---------- DATA SHOWN ----------

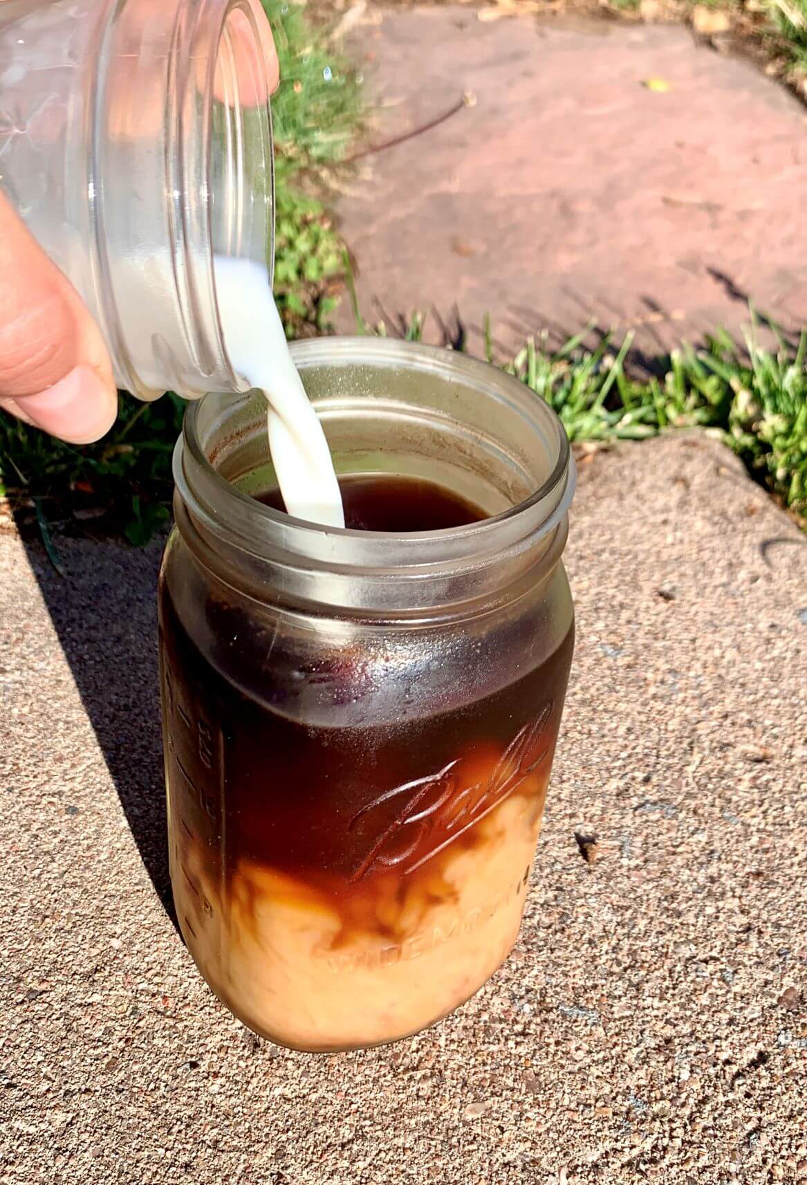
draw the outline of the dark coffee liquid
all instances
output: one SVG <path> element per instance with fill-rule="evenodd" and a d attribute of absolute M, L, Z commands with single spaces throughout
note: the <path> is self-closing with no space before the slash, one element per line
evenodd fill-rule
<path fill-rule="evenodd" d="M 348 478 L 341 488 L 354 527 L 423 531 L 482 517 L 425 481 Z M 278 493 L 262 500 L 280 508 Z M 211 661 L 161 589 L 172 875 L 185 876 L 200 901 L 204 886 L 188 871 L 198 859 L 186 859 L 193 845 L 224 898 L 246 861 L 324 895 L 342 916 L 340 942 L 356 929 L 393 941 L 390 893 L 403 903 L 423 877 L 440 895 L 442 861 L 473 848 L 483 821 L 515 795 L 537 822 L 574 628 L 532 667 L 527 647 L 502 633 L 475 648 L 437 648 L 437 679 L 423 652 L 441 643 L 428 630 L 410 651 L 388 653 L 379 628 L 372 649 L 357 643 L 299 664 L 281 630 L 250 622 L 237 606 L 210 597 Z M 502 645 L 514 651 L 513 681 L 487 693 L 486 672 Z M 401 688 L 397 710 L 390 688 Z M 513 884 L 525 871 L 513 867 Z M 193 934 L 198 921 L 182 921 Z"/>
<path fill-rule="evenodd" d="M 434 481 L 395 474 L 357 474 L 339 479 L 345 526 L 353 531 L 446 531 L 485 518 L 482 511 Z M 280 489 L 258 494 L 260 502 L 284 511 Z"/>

----------
---------- DATA SHOWN ----------

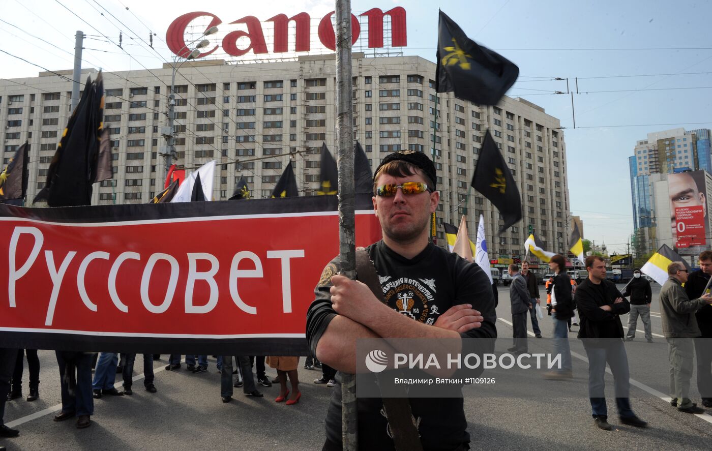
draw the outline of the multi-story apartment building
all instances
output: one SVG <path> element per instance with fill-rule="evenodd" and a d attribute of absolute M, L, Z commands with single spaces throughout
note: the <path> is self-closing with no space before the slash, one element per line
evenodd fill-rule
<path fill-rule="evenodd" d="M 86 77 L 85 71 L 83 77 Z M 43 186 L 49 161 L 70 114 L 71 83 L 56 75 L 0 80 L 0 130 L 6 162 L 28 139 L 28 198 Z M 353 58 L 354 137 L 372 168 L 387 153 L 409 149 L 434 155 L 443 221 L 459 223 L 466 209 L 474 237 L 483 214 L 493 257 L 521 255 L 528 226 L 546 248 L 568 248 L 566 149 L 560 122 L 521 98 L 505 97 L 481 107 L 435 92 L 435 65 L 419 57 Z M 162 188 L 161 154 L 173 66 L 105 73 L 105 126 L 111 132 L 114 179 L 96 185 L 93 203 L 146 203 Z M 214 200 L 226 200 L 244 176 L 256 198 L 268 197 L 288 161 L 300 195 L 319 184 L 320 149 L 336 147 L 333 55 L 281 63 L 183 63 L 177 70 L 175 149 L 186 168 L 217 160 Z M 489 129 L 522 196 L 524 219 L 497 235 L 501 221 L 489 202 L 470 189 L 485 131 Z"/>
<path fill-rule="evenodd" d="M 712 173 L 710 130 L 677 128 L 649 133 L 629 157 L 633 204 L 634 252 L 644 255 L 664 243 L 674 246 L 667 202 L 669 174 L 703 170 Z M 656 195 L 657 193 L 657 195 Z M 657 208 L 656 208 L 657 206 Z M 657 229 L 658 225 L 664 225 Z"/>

----------

* THE PROBLEM: Rewrite only the lines beginning with the one containing "draw the outline of the multi-story" and running through the one containing "43 186 L 49", keeping the requests as they stand. Shift every coordinate in the path data by adding 12 to it.

* TASK SOLUTION:
draw the outline of the multi-story apartment building
all instances
output: one SVG <path> element per instance with fill-rule="evenodd" and a d attribute of absolute M, L, Z commands with single spaces throughout
note: the <path> is self-closing with no space before the slash, one element per line
evenodd fill-rule
<path fill-rule="evenodd" d="M 98 89 L 97 83 L 95 89 Z M 55 198 L 61 173 L 82 126 L 83 95 L 68 87 L 12 92 L 12 142 L 18 174 L 40 151 L 40 210 Z M 365 70 L 366 149 L 384 180 L 399 165 L 421 161 L 446 167 L 455 233 L 471 235 L 478 221 L 486 249 L 495 226 L 505 269 L 533 267 L 540 238 L 558 260 L 580 260 L 578 161 L 572 134 L 533 110 L 517 109 L 493 119 L 447 104 L 447 77 L 431 69 Z M 174 200 L 173 166 L 185 78 L 117 85 L 117 138 L 123 144 L 126 191 L 108 197 L 105 215 L 158 215 Z M 226 212 L 238 212 L 256 188 L 268 210 L 280 209 L 300 173 L 312 207 L 331 196 L 332 161 L 348 159 L 345 67 L 293 75 L 195 75 L 189 82 L 187 161 L 198 180 L 229 172 Z M 501 141 L 534 208 L 536 231 L 509 247 L 513 233 L 501 214 L 482 201 L 497 143 Z"/>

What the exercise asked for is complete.